It's a complex challenge.

MASHA FEIGUINOVA: In the early 2000s—correct me if I'm getting the dates wrong—BP was one of the champions of the extractive industry's transparency initiative, which does exactly that—bring companies, civil society, and governments together to foster that level of financial transparency. Companies can't do it alone, governments can't do it alone; civil society can only scream so loud.

CHRISTINE BADER: That's right. And I recounted that in the book, that BP had met with Global Witness and said, "Okay, we will publish what we pay in Angola." Global Witness put out a press release that said, "Global Witness Gets BP to Publish What They Pay." And somehow the communication didn't quite get to the Angolan government first. So BP in Angola nearly got kicked out, the government saying, "I'm sorry, you're going to what?" BP didn't get kicked out in the end.

But that actually created a lot of problems in the company, because then people were pushing back inside the company saying, "But, look, we almost got thrown out of Angola." Then some of us had to say, "Yes, but we didn't in the end." It was kind of icky for a while.

It's a good example. Thank you for bringing that up.

QUESTION: Ron Berenbeim.

Can we talk for a minute about Deepwater Horizon? In the various postmortems that were done about Deepwater and John Browne's administration, which was totally angelic until that happened, at least as far as much of the public was concerned, the criticism was made, which I'm sure you have heard, that for him social responsibility was sort of a branding exercise, while he was ruthlessly, ruthlessly cost cutting in terms of the ultimate social responsibility, which was the safety of the public where BP was drilling oil.

Source excerpt:
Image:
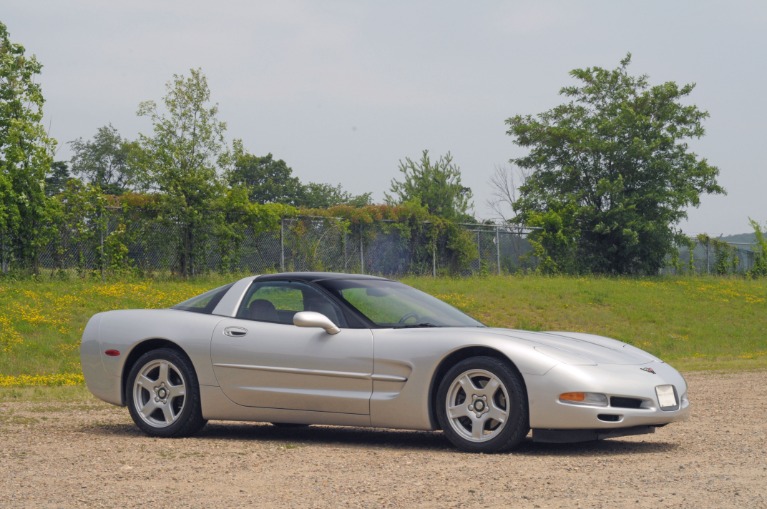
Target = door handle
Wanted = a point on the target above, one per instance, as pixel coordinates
(235, 332)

Objective: Give again the part of the interview on BP and transparency, everything from "It's a complex" down to "out in the end.". The listing was taken from a different source than the interview text.

Solution to this exercise:
It's a complex challenge.

MASHA FEIGUINOVA: In the early 2000s—correct me if I'm getting the dates wrong—BP was one of the champions of the extractive industry's transparency initiative, which does exactly that—bring companies, civil society, and governments together to foster that level of financial transparency. Companies can't do it alone, governments can't do it alone; civil society can only scream so loud.

CHRISTINE BADER: That's right. And I recounted that in the book, that BP had met with Global Witness and said, "Okay, we will publish what we pay in Angola." Global Witness put out a press release that said, "Global Witness Gets BP to Publish What They Pay." And somehow the communication didn't quite get to the Angolan government first. So BP in Angola nearly got kicked out, the government saying, "I'm sorry, you're going to what?" BP didn't get kicked out in the end.